If you have bought salad plants from Suttons, your young plants have been grown under ideal conditions and they will develop best if these directions are followed closely.

On arrival

Remove the plants from the box as soon as they arrive and check that the compost block is adequately moist, watering if necessary with tepid water. Leave them on a shaded windowsill or in a greenhouse for a few hours to settle before further handling, ensuring a frost-free non-draughty situation.

Potting On

Your salad plants should be potted on as soon as possible, but they will keep quite well for 2-3 days if necessary, provided they are kept in a warm light place and are not allowed to dry out. Using a 9 to 11cm pot for the tomatoes and cucumbers and a 5 to 7cm pot for the lettuce, pot the plants into a good quality potting compost. If the block of compost is surrounded by any woven material, this should not be removed as it is specially designed to allow the roots to penetrate through into the potting compost. Before planting make sure that the root ball is not dry, water well an hour or so beforehand, if necessary. Set the plants so that the top of the root ball is about 1cm (0.5″) below the compost surface.

Growing On

After potting, give a thorough watering, but thereafter take care to avoid over wet conditions, particularly as the young plants become re-established. Grow on in a light, humid position, and maintain an initial temperature of 16-18°C (60-65°F).

Ventilate when possible to improve air circulation and after the first week gradually lower the temperatures over the next couple of weeks to harden off the plants. By this time the roots should have filled the pots and as soon as any risk of frost has passed and night temperatures are regularly 5°C plus the plants are ready for planting into their final growing position.


Should there be more than one seedling in the plug pinch out the weakest. Plant out in a sunny or lightly shaded spot 23cm (9″) apart in each direction. Keep the plants well watered during dry spells.


Cucumbers can be very prolific if given the right growing conditions so a little extra effort at the planting stage will give bigger harvests throughout the summer. Select a planting position in a warm sunny spot and incorporate into the well drained soil, a good quantity of fertile organic matter such as well rotted manure or composted garden waste.

Although not essential it is highly recommended to cover an area up to 1 meter square with a black polythene sheet, through which small holes have been made to allow the rain water to pass through. The sheet will not only keep the competitive weeds down and protect the maturing fruit but also warm the soil around the roots of the plant.

Plant 30cm in from the diagonal corners by cutting a cross, slightly larger than the volume of the root ball and then planting, ensuring that the root ball is covered over with soil.

The plants are very vigorous and will soon scramble over the ground so a couple of well placed canes will help to contain the plants away from other crops. As the cucumbers reach edible size, they should be picked regularly which will encourage the plant to produce more fruits.


Tomatoes will perform well in the garden if planted in a sunny, sheltered position after carefully hardening off and the risk of frost has passed. Space the plants 45cm (18″) apart and provide adequate support from an early stage tying in the main stem as the plants develop.

Side shoots, which appear where the leaf stalks join the stem, should be removed by pinching out when they are about 2.5cm (1″) long.Water well, particularly during dry spells and once the fruit starts to set apply a liquid tomato fertiliser.In the autumn, as the weather turns cooler, container grown plants may be moved into the greenhouse or conservatory to extend the fruiting period.

| Information provided |
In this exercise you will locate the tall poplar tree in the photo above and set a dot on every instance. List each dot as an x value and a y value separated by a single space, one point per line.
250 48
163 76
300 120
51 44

| Exercise tasks |
• 1. Please rewrite the paragraph of the salad plant instructions that begins "Your salad plants should be potted on" as a bulleted list, keeping its main facts.
• 2. Answer these questions from the salad plant instructions:
(a) What initial temperature should be maintained while growing on after potting?
(b) How far apart should tomato plants be spaced in the garden?
(c) How long should tomato side shoots be when they are pinched out?
• 3. Translate this sentence from the salad plant instructions into Spanish: "Plant out in a sunny or lightly shaded spot 23cm (9″) apart in each direction."
The data has no part in what is asked here.

| List of solutions |
• 1.
- Pot on the salad plants as soon as possible. If needed, they will keep for 2-3 days in a warm, light place, as long as they don't dry out.
- Use a 9 to 11cm pot for tomatoes and cucumbers and a 5 to 7cm pot for lettuce, filled with good quality potting compost.
- Don't remove any woven material around the compost block, because it lets the roots grow through into the potting compost.
- Make sure the root ball isn't dry before planting. If necessary, water it well an hour or so beforehand.
- Set each plant so the top of the root ball is about 1cm (0.5″) below the compost surface.

• 2.
(a) 16-18°C (60-65°F)
(b) 45cm (18″)
(c) About 2.5cm (1″)

• 3. Plante en un lugar soleado o con sombra ligera, a 23 cm (9″) de distancia en cada dirección.